**REQUIRED ACTION**: Your reply should be one number, which is how many lines in the listing below contain "rubble".

**INFORMATION GIVEN**:
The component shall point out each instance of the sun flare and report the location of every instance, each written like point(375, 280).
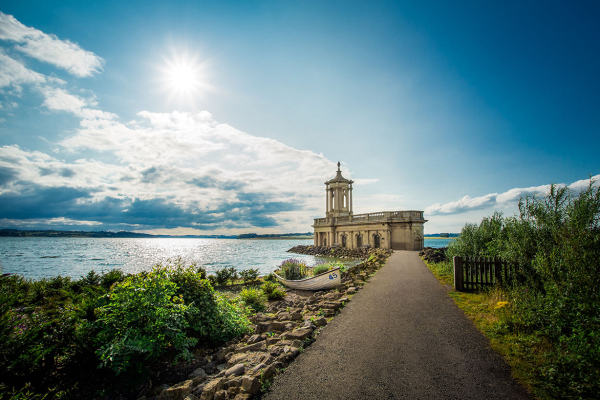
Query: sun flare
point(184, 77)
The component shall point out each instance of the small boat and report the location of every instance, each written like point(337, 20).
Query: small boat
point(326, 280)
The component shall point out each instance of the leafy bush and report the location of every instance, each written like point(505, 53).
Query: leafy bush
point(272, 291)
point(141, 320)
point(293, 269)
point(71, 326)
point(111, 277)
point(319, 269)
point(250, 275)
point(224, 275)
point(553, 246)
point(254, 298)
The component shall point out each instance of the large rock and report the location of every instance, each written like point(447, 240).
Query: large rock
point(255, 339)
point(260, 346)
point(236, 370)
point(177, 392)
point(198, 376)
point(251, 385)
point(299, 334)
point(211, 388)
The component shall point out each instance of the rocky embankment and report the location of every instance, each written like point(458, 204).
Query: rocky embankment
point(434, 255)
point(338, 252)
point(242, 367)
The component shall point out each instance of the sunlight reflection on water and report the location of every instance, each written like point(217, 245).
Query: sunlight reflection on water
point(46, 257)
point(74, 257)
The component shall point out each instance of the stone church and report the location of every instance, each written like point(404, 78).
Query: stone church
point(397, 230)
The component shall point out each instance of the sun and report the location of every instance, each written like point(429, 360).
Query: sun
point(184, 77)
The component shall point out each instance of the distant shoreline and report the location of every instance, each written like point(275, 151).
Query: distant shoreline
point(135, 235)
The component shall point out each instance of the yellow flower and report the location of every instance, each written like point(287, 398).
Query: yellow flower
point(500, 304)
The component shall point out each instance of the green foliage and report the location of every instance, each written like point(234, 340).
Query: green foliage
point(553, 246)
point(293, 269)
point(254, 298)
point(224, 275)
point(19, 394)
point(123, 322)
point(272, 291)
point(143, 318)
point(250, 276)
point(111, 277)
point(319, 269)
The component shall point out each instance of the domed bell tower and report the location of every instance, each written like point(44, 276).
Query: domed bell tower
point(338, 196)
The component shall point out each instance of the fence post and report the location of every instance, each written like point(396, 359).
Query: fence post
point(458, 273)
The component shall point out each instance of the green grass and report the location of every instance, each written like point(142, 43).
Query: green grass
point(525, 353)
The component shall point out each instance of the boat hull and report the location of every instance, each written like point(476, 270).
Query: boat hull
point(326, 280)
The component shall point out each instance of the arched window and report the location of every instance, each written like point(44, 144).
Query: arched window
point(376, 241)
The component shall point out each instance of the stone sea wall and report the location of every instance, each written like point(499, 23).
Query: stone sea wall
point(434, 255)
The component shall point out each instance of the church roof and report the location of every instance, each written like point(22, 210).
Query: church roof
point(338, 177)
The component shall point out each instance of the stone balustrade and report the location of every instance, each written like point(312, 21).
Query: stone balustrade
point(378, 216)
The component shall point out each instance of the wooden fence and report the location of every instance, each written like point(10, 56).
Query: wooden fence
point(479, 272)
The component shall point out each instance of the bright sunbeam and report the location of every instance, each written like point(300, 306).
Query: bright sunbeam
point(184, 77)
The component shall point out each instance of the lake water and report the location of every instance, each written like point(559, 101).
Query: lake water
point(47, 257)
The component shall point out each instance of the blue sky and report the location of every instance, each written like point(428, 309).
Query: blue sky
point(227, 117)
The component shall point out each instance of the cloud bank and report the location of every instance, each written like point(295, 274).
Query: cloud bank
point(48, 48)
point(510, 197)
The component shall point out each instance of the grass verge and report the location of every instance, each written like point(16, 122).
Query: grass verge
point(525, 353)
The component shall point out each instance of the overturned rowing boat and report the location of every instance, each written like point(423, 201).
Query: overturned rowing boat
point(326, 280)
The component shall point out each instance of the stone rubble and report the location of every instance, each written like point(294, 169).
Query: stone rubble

**SOLVED PROBLEM**: 2